March 3, 2022

March 2, 2022 Ash Wednesday

March 2, 2022 Ash Wednesday


[Jesus said to the disciples:] 1“Beware of practicing your piety before others in order to be seen by them; for then you have no reward from your Father in heaven.

  2“So whenever you give alms, do not sound a trumpet before you, as the hypocrites do in the synagogues and in the streets, so that they may be praised by others. Truly I tell you, they have received their reward. 3But when you give alms, do not let your left hand know what your right hand is doing, 4so that your alms may be done in secret; and your Father who sees in secret will reward you.

  5“And whenever you pray, do not be like the hypocrites; for they love to stand and pray in the synagogues and at the street corners, so that they may be seen by others. Truly I tell you, they have received their reward. 6But whenever you pray, go into your room and shut the door and pray to your Father who is in secret; and your Father who sees in secret will reward you.
16“And whenever you fast, do not look dismal, like the hypocrites, for they disfigure their faces so as to show others that they are fasting. Truly I tell you, they have received their reward. 17But when you fast, put oil on your head and wash your face, 18so that your fasting may be seen not by others but by your Father who is in secret; and your Father who sees in secret will reward you.

# Goal 1:
Write out the Ash Wednesday reading from "[Jesus said to" through "Father in heaven.".
# Goal 2:
According to the Ash Wednesday reading, what should a person do to the head and face when fasting?

# Material:
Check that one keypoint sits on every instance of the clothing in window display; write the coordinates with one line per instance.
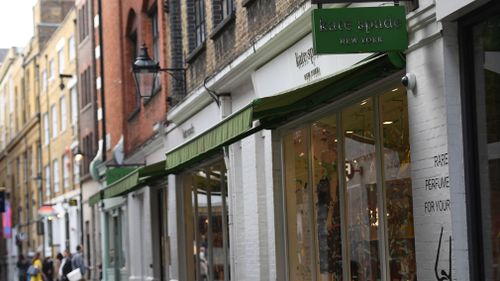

# Task response 1:
[Jesus said to the disciples:] 1“Beware of practicing your piety before others in order to be seen by them; for then you have no reward from your Father in heaven.

# Task response 2:
Put oil on the head and wash the face.